Source data:
****************************************
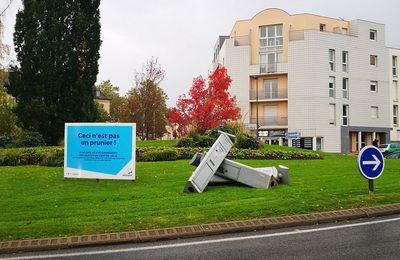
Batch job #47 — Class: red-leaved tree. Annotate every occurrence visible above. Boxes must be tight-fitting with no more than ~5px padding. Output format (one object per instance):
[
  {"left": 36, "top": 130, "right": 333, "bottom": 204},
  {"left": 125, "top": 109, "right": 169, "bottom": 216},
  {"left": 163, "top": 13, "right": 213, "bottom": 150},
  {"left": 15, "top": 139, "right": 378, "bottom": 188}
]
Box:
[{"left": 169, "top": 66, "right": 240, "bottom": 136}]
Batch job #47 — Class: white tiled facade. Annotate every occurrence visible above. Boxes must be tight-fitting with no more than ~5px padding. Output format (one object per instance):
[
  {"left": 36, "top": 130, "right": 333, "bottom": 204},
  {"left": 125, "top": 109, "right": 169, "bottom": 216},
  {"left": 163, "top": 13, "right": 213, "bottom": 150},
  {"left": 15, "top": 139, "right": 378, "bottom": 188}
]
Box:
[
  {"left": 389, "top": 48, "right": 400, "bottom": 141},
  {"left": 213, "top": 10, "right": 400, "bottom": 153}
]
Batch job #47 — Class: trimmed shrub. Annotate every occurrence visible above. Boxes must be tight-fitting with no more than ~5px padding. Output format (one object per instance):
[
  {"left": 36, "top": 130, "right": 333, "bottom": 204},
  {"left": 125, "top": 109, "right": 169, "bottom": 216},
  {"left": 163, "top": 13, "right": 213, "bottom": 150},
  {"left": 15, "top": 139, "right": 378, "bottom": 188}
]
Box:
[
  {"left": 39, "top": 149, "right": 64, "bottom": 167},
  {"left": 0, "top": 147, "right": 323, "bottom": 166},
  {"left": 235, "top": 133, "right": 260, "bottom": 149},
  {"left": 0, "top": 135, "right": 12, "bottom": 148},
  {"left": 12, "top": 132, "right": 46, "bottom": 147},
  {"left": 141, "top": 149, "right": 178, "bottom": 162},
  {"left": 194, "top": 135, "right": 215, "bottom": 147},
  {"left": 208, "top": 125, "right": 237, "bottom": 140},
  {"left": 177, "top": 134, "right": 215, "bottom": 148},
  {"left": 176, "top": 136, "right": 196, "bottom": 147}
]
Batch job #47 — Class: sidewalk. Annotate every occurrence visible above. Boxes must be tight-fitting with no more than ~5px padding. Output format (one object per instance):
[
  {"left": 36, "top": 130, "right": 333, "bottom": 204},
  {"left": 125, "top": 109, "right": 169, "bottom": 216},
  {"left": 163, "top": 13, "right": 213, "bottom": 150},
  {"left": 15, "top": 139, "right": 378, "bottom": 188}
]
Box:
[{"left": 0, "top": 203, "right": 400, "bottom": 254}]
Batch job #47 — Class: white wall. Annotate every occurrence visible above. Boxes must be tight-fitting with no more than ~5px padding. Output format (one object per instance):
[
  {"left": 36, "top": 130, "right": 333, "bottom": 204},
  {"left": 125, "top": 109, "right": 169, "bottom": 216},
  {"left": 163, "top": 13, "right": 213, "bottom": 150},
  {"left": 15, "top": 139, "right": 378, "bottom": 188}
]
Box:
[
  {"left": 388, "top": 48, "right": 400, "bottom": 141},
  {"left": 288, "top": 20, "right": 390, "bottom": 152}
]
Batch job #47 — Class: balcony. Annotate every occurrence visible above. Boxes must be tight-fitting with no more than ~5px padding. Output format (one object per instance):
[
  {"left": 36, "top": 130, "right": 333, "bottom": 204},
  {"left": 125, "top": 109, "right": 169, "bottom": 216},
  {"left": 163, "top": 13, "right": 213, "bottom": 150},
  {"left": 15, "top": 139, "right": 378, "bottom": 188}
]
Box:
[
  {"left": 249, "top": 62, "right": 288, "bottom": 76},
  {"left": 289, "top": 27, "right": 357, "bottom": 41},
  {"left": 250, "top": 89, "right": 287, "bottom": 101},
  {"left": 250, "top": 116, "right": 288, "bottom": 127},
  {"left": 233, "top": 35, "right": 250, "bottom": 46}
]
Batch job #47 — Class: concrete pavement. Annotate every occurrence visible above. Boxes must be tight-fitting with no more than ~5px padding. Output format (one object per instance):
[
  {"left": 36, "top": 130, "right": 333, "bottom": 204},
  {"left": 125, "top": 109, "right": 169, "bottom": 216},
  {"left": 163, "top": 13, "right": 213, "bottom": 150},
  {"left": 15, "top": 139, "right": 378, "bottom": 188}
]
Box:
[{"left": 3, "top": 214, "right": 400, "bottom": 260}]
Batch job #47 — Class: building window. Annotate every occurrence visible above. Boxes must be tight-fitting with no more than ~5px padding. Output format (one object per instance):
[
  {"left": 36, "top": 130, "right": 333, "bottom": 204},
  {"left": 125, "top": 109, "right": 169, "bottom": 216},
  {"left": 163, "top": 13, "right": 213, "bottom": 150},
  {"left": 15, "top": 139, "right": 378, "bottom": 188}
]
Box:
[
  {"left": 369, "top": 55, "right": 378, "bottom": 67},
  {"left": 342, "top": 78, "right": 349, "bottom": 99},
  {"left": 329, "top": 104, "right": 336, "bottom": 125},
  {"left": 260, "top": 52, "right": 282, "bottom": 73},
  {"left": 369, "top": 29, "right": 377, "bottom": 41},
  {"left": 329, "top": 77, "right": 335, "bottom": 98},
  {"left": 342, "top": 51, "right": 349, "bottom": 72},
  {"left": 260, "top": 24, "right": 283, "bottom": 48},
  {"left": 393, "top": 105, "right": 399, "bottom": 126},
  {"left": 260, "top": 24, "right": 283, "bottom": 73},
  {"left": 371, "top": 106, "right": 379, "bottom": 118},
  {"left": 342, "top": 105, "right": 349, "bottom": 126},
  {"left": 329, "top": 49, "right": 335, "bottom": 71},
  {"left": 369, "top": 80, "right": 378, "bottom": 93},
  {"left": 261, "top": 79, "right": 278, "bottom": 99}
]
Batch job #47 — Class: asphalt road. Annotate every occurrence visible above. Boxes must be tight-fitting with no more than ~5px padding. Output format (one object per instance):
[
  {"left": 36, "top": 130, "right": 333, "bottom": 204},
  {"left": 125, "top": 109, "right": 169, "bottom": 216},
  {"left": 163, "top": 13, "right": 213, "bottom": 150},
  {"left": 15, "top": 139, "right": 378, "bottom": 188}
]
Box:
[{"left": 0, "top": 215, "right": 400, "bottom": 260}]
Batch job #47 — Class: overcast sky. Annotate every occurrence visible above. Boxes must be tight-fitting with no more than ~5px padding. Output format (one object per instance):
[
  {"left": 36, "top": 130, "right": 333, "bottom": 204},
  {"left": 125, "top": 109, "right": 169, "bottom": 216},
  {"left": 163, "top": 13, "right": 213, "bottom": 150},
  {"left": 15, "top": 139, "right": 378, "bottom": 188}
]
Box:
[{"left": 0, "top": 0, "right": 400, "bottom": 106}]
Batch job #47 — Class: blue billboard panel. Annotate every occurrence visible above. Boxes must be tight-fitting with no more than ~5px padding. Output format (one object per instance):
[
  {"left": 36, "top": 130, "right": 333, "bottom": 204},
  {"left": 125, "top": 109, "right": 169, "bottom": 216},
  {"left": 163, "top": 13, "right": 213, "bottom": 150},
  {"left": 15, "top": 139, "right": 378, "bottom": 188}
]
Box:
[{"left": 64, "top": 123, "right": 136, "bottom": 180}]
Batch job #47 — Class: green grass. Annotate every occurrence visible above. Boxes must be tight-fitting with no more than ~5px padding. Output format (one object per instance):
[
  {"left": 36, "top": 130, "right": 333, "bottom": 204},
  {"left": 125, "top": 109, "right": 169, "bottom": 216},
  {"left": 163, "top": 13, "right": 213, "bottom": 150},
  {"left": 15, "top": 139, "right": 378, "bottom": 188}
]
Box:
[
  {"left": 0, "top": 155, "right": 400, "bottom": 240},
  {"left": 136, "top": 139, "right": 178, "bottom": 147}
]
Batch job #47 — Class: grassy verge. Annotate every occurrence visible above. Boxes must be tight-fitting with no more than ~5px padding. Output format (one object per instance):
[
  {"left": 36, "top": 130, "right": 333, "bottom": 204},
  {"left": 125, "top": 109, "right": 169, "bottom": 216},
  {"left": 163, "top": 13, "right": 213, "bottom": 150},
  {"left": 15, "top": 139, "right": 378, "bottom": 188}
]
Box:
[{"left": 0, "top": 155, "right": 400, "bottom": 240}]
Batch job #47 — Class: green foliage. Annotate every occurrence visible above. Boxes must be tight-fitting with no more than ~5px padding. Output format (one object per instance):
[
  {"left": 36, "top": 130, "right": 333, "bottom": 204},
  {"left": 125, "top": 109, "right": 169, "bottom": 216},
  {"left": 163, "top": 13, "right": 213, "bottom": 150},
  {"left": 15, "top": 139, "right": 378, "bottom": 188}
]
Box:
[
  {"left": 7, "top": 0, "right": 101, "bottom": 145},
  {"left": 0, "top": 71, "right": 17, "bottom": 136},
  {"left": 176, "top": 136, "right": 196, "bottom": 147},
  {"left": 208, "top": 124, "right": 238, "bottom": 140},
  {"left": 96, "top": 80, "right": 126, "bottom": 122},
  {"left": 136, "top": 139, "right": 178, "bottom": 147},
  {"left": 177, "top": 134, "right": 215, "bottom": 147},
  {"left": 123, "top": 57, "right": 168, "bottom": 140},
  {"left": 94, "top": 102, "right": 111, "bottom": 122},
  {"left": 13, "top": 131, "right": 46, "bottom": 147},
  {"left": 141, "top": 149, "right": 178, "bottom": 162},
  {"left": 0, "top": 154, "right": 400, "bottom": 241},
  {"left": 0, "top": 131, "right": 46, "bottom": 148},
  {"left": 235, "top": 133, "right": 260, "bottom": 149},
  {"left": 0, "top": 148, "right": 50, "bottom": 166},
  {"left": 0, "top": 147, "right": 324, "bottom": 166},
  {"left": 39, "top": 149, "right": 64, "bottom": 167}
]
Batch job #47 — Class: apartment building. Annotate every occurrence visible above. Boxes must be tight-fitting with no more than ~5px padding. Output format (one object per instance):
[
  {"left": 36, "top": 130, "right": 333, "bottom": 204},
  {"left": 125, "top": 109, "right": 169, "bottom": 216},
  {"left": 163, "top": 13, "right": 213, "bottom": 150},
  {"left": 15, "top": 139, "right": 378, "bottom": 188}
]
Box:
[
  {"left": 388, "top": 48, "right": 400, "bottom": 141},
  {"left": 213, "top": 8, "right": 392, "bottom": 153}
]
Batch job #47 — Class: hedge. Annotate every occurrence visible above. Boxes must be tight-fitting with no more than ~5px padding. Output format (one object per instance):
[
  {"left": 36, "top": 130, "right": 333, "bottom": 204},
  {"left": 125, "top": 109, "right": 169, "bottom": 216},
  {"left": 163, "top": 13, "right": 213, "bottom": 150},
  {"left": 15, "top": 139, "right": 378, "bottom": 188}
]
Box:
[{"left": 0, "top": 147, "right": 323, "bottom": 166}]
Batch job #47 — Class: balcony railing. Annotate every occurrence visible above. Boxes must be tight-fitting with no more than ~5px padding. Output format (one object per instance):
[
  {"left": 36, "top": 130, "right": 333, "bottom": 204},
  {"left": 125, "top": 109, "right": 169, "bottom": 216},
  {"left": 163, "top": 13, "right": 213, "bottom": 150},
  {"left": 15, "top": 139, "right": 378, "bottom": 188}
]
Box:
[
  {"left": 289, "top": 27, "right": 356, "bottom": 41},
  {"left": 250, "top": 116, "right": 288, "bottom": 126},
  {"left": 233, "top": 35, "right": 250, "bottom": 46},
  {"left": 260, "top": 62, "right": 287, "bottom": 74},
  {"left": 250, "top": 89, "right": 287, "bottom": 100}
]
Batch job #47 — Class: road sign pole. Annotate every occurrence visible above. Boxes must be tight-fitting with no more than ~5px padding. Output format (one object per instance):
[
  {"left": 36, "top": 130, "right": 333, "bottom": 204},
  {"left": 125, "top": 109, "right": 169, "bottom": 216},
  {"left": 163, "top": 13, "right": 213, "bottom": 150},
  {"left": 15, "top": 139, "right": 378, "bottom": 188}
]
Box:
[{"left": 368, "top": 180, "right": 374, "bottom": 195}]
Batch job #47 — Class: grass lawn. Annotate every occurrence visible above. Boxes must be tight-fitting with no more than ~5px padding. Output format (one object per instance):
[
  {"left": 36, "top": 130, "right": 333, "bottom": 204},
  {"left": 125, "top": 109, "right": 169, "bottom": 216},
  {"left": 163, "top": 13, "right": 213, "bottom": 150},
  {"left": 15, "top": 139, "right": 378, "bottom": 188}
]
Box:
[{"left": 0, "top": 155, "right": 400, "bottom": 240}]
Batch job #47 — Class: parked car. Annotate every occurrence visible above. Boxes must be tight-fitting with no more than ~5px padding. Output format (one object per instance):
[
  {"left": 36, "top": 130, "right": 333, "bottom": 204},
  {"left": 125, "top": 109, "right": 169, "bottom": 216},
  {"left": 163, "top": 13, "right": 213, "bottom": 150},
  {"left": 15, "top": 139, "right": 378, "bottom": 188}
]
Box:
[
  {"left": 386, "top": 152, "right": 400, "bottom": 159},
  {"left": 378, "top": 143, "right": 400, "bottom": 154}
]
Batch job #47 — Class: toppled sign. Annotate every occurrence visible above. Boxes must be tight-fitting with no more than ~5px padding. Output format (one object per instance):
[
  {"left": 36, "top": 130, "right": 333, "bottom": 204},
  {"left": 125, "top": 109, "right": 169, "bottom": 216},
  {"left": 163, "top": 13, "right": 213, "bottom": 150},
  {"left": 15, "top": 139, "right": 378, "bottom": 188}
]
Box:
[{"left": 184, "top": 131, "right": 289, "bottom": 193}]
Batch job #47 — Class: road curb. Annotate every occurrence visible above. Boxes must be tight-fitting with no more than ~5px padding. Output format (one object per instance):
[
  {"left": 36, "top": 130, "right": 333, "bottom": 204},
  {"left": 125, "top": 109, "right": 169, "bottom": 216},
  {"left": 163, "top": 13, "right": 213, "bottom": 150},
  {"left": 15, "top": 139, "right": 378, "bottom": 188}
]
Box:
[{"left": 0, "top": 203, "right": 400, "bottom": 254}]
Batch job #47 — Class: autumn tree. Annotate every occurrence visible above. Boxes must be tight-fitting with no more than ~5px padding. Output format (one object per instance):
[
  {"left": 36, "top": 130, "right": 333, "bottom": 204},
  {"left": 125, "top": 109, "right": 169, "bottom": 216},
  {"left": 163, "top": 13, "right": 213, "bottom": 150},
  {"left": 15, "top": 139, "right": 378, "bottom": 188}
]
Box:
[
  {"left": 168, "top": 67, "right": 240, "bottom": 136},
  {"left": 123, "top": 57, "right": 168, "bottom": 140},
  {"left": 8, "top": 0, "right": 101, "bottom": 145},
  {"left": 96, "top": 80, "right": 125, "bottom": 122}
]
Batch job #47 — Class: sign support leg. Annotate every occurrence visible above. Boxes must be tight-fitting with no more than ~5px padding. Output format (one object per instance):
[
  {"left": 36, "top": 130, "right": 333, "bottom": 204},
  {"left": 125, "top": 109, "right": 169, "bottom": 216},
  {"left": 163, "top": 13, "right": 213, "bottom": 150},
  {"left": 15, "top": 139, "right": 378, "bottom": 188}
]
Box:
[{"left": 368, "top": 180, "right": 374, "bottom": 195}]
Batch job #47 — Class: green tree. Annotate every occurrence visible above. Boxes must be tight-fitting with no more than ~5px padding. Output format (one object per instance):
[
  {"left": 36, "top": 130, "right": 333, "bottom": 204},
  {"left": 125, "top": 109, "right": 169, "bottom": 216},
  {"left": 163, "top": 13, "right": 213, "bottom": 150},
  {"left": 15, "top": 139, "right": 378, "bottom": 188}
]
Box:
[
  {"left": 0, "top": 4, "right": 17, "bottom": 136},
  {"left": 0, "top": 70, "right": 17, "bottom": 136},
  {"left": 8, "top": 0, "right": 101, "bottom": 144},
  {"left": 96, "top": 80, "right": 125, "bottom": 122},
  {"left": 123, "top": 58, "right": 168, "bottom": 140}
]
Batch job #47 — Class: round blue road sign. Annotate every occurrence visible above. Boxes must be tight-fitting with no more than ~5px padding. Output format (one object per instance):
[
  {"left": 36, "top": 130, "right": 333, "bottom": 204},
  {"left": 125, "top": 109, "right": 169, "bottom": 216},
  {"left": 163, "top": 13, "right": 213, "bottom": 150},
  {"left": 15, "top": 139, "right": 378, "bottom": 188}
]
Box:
****************************************
Count the lines in the records that contain the string "shrub", treating uppercase and lowercase as distinct. Reply with the number alone.

## The output
1